RECORD SET —

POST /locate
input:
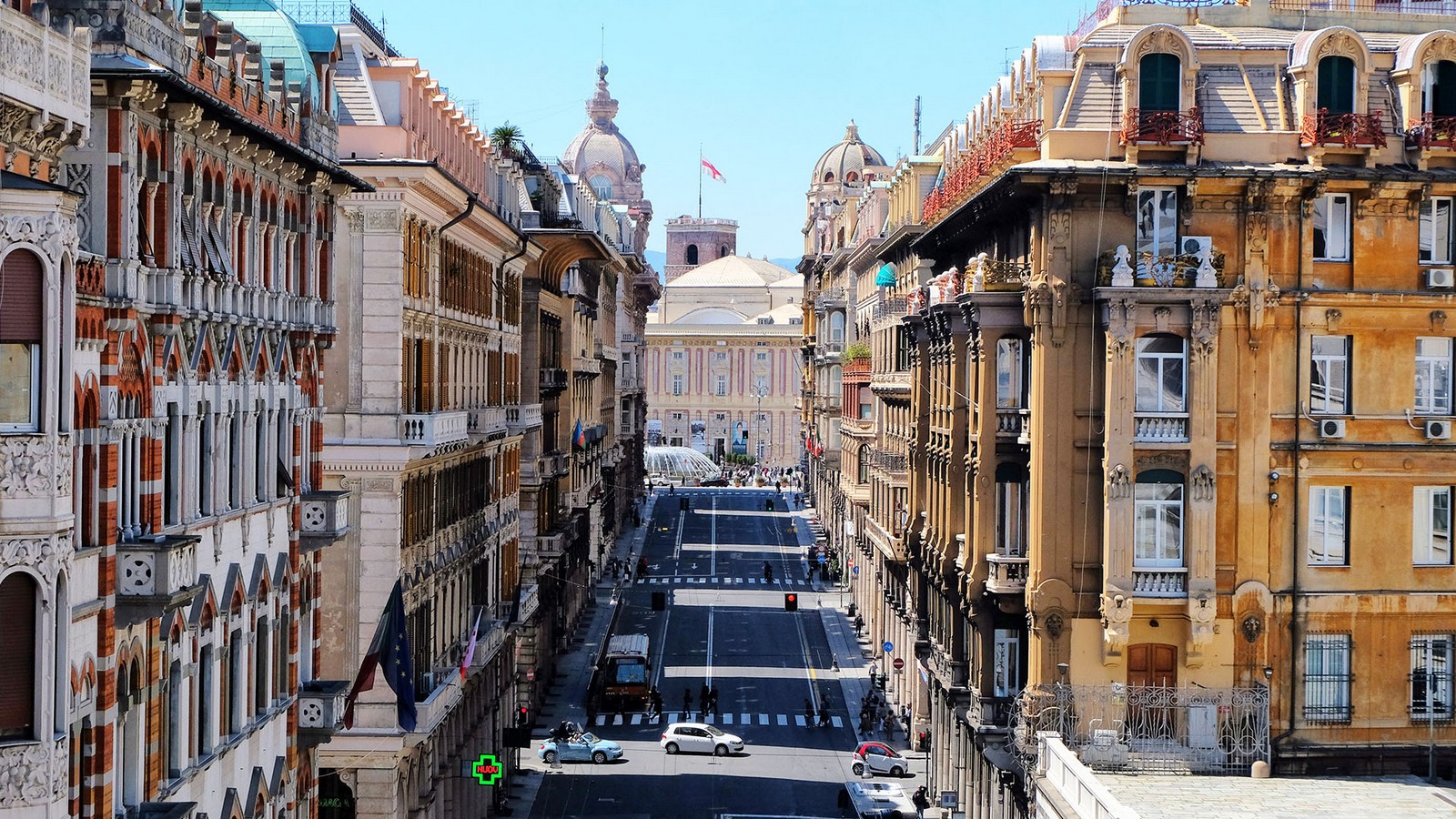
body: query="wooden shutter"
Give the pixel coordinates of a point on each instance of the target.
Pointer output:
(22, 305)
(18, 649)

THE EXERCISE — Copy every line of the records again without the pictures, adding 53 to each number in the answer pixel coordinates and leaving all other text unchanged.

SOLUTION FOR THIS PROBLEM —
POST /locate
input:
body: query="wooden shutter"
Give the pixel coordinates of a point on each instance of the target.
Pointer output:
(75, 358)
(71, 702)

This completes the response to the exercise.